What you need to do: In the entries below, find each line with the word "roof" and return it.

Stored data
* * *
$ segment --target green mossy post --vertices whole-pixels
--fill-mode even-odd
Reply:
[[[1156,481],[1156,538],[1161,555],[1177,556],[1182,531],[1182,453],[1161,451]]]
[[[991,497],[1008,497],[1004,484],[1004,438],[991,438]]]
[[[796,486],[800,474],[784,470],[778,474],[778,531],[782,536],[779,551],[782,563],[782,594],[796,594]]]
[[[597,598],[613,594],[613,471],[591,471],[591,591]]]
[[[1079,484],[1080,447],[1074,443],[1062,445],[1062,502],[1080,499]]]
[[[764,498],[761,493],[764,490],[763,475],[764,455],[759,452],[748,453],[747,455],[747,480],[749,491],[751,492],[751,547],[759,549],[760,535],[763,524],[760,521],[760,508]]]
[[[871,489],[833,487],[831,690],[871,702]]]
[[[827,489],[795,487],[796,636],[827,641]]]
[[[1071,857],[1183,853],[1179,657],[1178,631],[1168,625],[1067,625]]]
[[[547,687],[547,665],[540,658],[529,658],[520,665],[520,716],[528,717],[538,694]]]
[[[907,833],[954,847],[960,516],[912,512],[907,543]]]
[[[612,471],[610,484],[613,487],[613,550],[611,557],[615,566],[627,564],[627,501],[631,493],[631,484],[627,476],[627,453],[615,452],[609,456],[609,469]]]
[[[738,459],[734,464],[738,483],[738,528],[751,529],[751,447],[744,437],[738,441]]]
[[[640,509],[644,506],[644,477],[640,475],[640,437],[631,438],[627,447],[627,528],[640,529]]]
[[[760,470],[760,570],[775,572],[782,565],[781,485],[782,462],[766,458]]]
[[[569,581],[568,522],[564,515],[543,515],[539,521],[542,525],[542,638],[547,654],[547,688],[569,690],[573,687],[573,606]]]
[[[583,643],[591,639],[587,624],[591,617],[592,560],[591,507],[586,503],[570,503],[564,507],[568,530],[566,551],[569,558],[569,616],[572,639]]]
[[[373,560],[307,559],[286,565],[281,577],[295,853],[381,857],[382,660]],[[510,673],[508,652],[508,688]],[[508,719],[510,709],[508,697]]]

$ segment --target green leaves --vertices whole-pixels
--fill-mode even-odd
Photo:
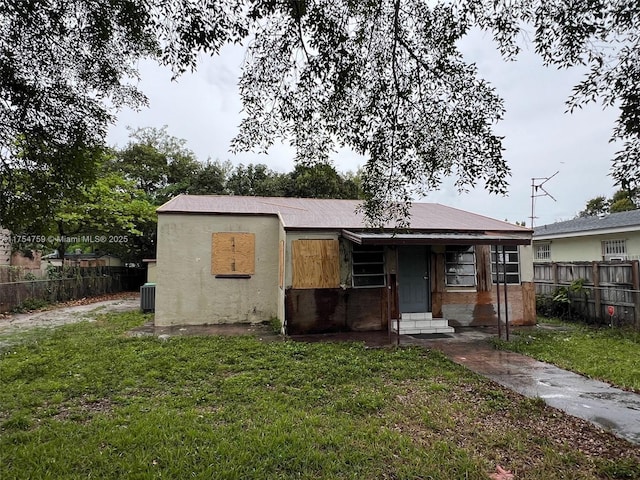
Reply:
[[[373,223],[406,219],[398,202],[450,175],[460,189],[483,182],[505,191],[509,169],[491,132],[502,101],[462,60],[455,42],[467,26],[451,5],[308,1],[300,15],[288,8],[274,6],[254,26],[235,148],[266,149],[283,138],[308,165],[326,163],[338,146],[366,155]]]
[[[445,178],[460,190],[504,193],[510,171],[493,131],[504,105],[456,45],[473,26],[491,31],[508,59],[533,28],[545,63],[585,66],[568,108],[619,106],[612,177],[637,188],[638,25],[640,8],[629,1],[4,2],[0,218],[11,221],[35,198],[51,199],[34,203],[46,214],[93,173],[95,162],[84,155],[102,145],[117,109],[144,105],[135,87],[140,58],[179,75],[197,66],[200,53],[232,42],[247,43],[235,149],[267,150],[284,139],[306,166],[330,163],[338,147],[365,155],[373,224],[406,223],[406,202]],[[143,150],[136,156],[155,168],[158,157]],[[176,167],[189,168],[188,160]],[[163,175],[139,187],[165,182],[173,185],[167,195],[185,191],[182,177]]]
[[[144,98],[124,78],[152,54],[140,2],[3,2],[0,6],[0,218],[31,215],[30,197],[51,204],[95,171],[114,108]],[[121,83],[122,82],[122,83]],[[29,182],[19,175],[27,175]],[[16,196],[22,191],[22,197]]]

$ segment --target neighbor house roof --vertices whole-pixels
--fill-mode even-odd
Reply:
[[[230,195],[179,195],[158,208],[158,214],[190,215],[277,215],[288,230],[343,230],[354,241],[374,243],[399,242],[398,233],[368,233],[364,215],[357,210],[359,200],[331,200],[316,198],[241,197]],[[531,230],[493,218],[447,207],[438,203],[413,203],[410,233],[403,243],[433,242],[433,233],[451,238],[462,234],[468,243],[529,244]],[[392,231],[393,225],[387,228]],[[416,236],[418,233],[422,237]],[[427,235],[431,233],[431,235]],[[446,235],[444,235],[446,234]],[[378,235],[372,237],[372,235]],[[382,235],[382,236],[381,236]],[[393,235],[391,240],[389,235]]]
[[[604,235],[640,230],[640,210],[610,213],[604,216],[578,217],[566,222],[557,222],[536,227],[534,240]]]

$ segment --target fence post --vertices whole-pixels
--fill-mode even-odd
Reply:
[[[633,282],[633,313],[636,330],[640,330],[640,261],[631,261],[631,281]]]
[[[594,300],[594,314],[596,323],[602,323],[602,292],[600,291],[600,263],[591,262],[591,276],[593,280],[593,300]],[[589,306],[586,305],[587,312]]]

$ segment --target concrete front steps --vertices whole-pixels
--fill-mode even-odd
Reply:
[[[391,327],[395,332],[397,324]],[[420,333],[454,333],[453,327],[444,318],[433,318],[431,312],[403,313],[400,319],[400,335],[417,335]]]

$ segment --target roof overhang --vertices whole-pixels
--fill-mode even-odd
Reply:
[[[530,245],[530,233],[513,232],[353,232],[342,236],[358,245]]]
[[[559,238],[578,238],[578,237],[595,237],[598,235],[616,235],[620,233],[631,233],[638,232],[639,226],[625,226],[625,227],[617,227],[617,228],[602,228],[602,229],[592,229],[592,230],[581,230],[579,232],[556,232],[556,233],[545,233],[543,229],[540,229],[538,232],[534,233],[533,240],[554,240]]]

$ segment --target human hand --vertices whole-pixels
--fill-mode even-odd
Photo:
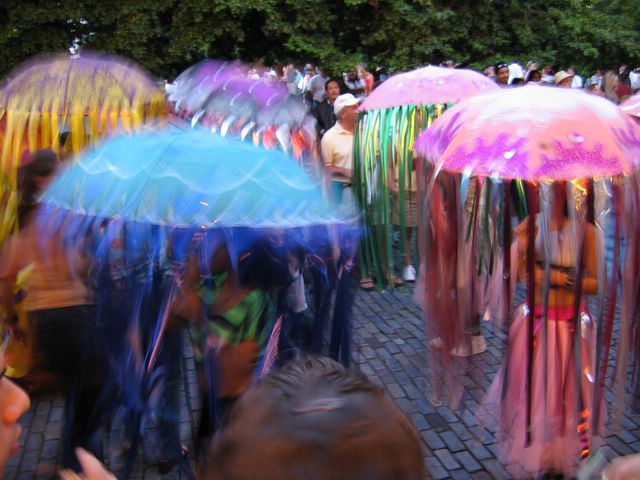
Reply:
[[[116,480],[116,477],[86,450],[76,448],[76,457],[80,462],[82,474],[78,475],[72,470],[60,470],[59,476],[62,480]]]
[[[640,454],[616,458],[602,474],[604,480],[632,480],[640,477]]]
[[[520,253],[526,253],[526,246],[529,243],[529,228],[528,221],[522,222],[515,229],[516,239],[518,240],[518,250],[522,250]],[[535,226],[533,231],[534,238],[538,235],[538,226]]]

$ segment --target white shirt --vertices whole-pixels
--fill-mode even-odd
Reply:
[[[580,75],[574,75],[573,80],[571,80],[571,88],[582,88],[584,86],[584,80]]]
[[[311,93],[313,99],[316,102],[323,102],[326,98],[326,93],[324,91],[324,84],[329,80],[329,77],[325,77],[324,75],[316,75],[311,77],[309,83],[307,84],[307,90]]]

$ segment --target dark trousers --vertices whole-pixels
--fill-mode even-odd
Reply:
[[[351,362],[351,317],[355,299],[354,272],[344,269],[336,288],[329,356],[347,368]]]
[[[43,367],[55,373],[67,391],[62,464],[77,470],[75,447],[102,458],[100,416],[95,406],[104,383],[105,361],[95,307],[37,310],[30,315]]]

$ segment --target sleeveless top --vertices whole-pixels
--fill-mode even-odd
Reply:
[[[543,246],[543,236],[541,234],[539,217],[536,218],[538,233],[535,240],[536,261],[544,261],[545,251]],[[575,230],[571,224],[566,225],[561,230],[548,233],[549,238],[549,263],[552,267],[573,268],[576,267],[578,245]]]

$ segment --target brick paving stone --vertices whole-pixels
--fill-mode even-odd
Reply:
[[[44,440],[44,434],[35,433],[33,435],[29,435],[24,446],[25,452],[31,452],[33,450],[40,450],[42,448],[42,442]]]
[[[460,464],[456,461],[455,458],[453,458],[451,452],[446,448],[434,450],[433,454],[438,457],[440,463],[442,463],[444,468],[446,468],[447,470],[455,470],[457,468],[460,468]]]
[[[447,444],[447,448],[449,449],[449,451],[451,452],[460,452],[462,450],[464,450],[464,445],[462,444],[462,442],[460,441],[460,439],[458,437],[456,437],[456,434],[453,432],[442,432],[440,434],[440,438],[442,438],[442,440],[444,441],[444,443]]]
[[[471,452],[477,460],[487,460],[493,457],[493,454],[475,438],[465,440],[464,444],[467,446],[467,450]]]
[[[31,433],[40,433],[44,432],[45,427],[47,426],[47,422],[49,421],[49,417],[47,415],[37,415],[31,421],[31,425],[29,425],[29,432]]]
[[[47,440],[42,446],[42,454],[40,455],[45,460],[51,460],[56,458],[60,442],[56,440]]]
[[[429,475],[434,480],[443,480],[449,478],[449,472],[442,466],[436,457],[427,457],[425,465]]]
[[[420,432],[420,436],[422,436],[422,439],[432,451],[446,447],[446,445],[442,441],[442,438],[440,438],[440,435],[438,435],[433,430],[422,430]]]
[[[462,468],[469,473],[477,472],[482,469],[480,464],[476,462],[469,452],[457,452],[453,456],[458,462],[460,462]]]
[[[51,401],[45,400],[42,402],[38,402],[38,406],[36,407],[36,415],[49,415],[49,410],[51,408]]]
[[[475,472],[473,480],[493,480],[493,477],[487,472]]]
[[[466,470],[453,470],[449,472],[449,478],[453,480],[468,480],[469,473]]]
[[[433,405],[431,405],[431,403],[429,403],[424,398],[417,399],[415,403],[418,406],[418,411],[421,412],[422,414],[428,415],[430,413],[435,413],[435,409],[433,408]]]
[[[497,443],[491,443],[489,445],[485,445],[485,447],[487,447],[487,450],[489,450],[493,454],[494,457],[498,458],[500,456],[499,455],[499,448],[500,447],[498,446]]]
[[[473,435],[471,434],[467,426],[462,422],[450,423],[449,428],[451,428],[451,430],[455,432],[456,437],[458,437],[460,440],[469,440],[470,438],[473,438]]]
[[[478,423],[476,420],[475,414],[471,413],[471,411],[468,409],[462,410],[461,412],[458,413],[458,415],[460,416],[460,418],[462,419],[462,421],[467,427],[473,427]],[[458,433],[458,436],[462,438],[459,433]],[[463,440],[465,439],[463,438]]]
[[[4,478],[16,478],[18,470],[15,466],[6,466],[4,468]]]
[[[607,438],[607,445],[613,449],[618,455],[629,455],[633,453],[633,450],[629,448],[629,445],[617,436],[611,436]]]
[[[495,478],[496,480],[497,479],[506,480],[508,478],[511,478],[511,476],[507,473],[504,467],[500,465],[500,463],[497,460],[494,460],[494,459],[483,460],[482,465],[487,470],[487,472],[493,475],[493,478]]]
[[[366,359],[369,359],[369,360],[377,357],[376,352],[369,346],[362,347],[361,353]]]
[[[421,413],[412,413],[409,417],[411,418],[411,421],[413,422],[413,425],[418,430],[428,430],[429,429],[429,424],[424,419],[424,415],[422,415]]]
[[[25,452],[22,454],[20,458],[20,465],[18,466],[18,471],[20,473],[23,472],[33,472],[38,465],[38,460],[40,459],[40,452],[32,451]]]
[[[50,422],[44,429],[44,439],[52,440],[54,438],[62,437],[62,423]]]
[[[475,427],[471,427],[469,430],[471,430],[474,437],[484,445],[494,442],[493,435],[491,435],[484,427],[476,425]]]
[[[411,400],[419,400],[422,398],[422,393],[412,384],[402,385],[402,389]]]
[[[401,397],[401,398],[396,398],[395,402],[398,404],[398,406],[407,414],[410,415],[413,412],[418,412],[418,407],[416,406],[415,402],[410,401],[408,398],[406,397]]]
[[[638,437],[636,437],[629,430],[622,430],[616,433],[616,437],[622,440],[624,443],[633,443],[638,441]]]
[[[446,407],[438,407],[436,408],[436,411],[440,414],[440,416],[442,418],[444,418],[447,422],[459,422],[460,419],[458,418],[458,416],[453,413],[451,410],[449,410]]]
[[[389,383],[385,385],[386,389],[389,391],[393,398],[406,397],[404,390],[397,383]]]
[[[62,422],[64,421],[64,407],[52,407],[49,412],[50,422]]]
[[[373,369],[366,363],[360,364],[360,371],[368,377],[370,377],[371,375],[374,375]]]
[[[429,425],[431,425],[431,427],[436,432],[444,432],[449,430],[449,424],[444,418],[442,418],[442,415],[440,415],[438,412],[426,414],[425,419],[427,420],[427,422],[429,422]]]
[[[384,344],[384,348],[391,355],[395,355],[397,353],[400,353],[400,349],[398,348],[398,346],[394,342],[386,342]]]

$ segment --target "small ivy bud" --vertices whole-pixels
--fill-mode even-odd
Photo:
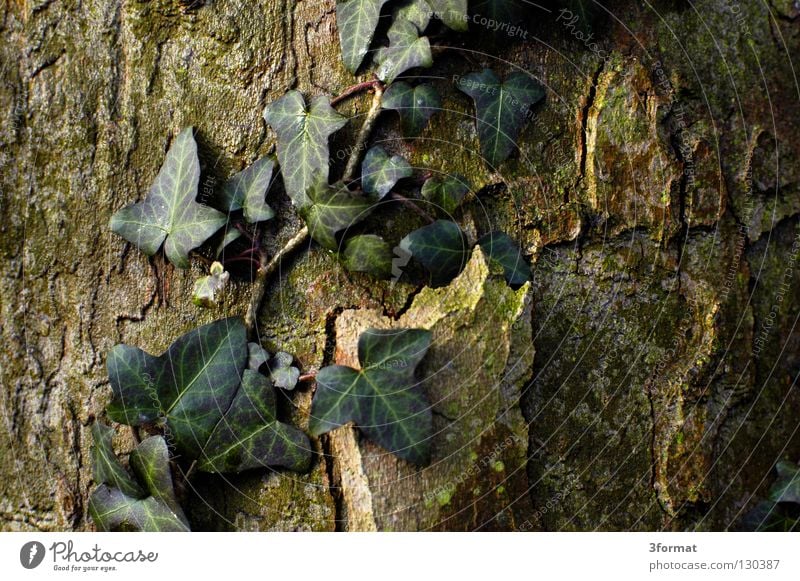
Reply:
[[[219,262],[214,262],[209,272],[209,276],[204,276],[194,283],[192,301],[198,307],[216,307],[219,295],[230,278],[230,273],[225,272],[225,267]]]

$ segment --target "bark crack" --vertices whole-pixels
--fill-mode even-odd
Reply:
[[[592,76],[585,104],[579,113],[580,132],[578,135],[580,159],[579,181],[586,185],[587,201],[592,209],[597,208],[597,182],[594,175],[594,150],[597,142],[597,120],[602,107],[599,106],[612,74],[604,75],[605,61],[601,61]]]
[[[57,55],[53,55],[51,57],[46,58],[41,64],[39,64],[35,69],[33,69],[33,71],[31,71],[30,79],[31,80],[35,79],[37,76],[39,76],[39,73],[55,65],[59,60],[61,60],[61,57],[63,57],[66,54],[66,52],[67,51],[65,49],[62,49],[61,52],[59,52]]]

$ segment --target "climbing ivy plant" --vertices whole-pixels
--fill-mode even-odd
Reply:
[[[493,13],[505,10],[503,2],[488,4]],[[427,174],[369,143],[383,111],[399,115],[407,139],[419,136],[433,115],[444,114],[434,84],[419,82],[413,72],[433,64],[429,29],[467,29],[466,0],[345,0],[337,2],[336,14],[345,67],[364,71],[371,80],[334,99],[289,91],[267,105],[263,117],[277,137],[277,159],[258,159],[202,203],[197,199],[197,145],[193,130],[184,129],[172,139],[144,200],[111,218],[111,230],[149,256],[163,248],[179,268],[188,267],[193,256],[210,263],[208,275],[195,284],[198,307],[219,304],[229,268],[245,264],[256,276],[243,319],[198,327],[161,355],[129,345],[109,352],[112,400],[106,416],[130,426],[137,439],[141,433],[148,437],[128,455],[126,468],[113,450],[115,430],[100,422],[93,426],[98,486],[90,514],[102,530],[188,530],[174,467],[182,467],[182,479],[195,471],[308,470],[311,440],[281,418],[276,406],[278,394],[295,389],[301,380],[316,382],[313,436],[354,422],[399,458],[418,465],[430,461],[431,404],[417,372],[431,348],[428,330],[370,329],[358,341],[358,369],[332,365],[315,378],[301,376],[290,354],[269,353],[251,340],[269,276],[303,241],[310,238],[335,253],[346,269],[380,278],[403,276],[397,265],[411,261],[435,286],[458,276],[477,244],[509,284],[530,278],[522,252],[507,234],[488,232],[475,240],[457,223],[464,205],[476,198],[466,179]],[[379,30],[382,19],[385,33]],[[528,75],[512,73],[501,80],[489,69],[460,77],[456,87],[475,103],[481,151],[488,166],[496,168],[512,154],[530,107],[544,97],[544,89]],[[335,106],[367,90],[373,93],[373,106],[343,175],[332,182],[329,139],[350,121]],[[267,196],[278,190],[279,174],[305,226],[270,258],[260,223],[276,218]],[[387,202],[402,204],[428,223],[392,245],[390,233],[364,226]],[[238,254],[231,250],[242,245]]]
* * *
Completed task:
$ segment --target neighbor house roof --vertices whole-pixels
$ segment --target roof overhang --vertices whole-pixels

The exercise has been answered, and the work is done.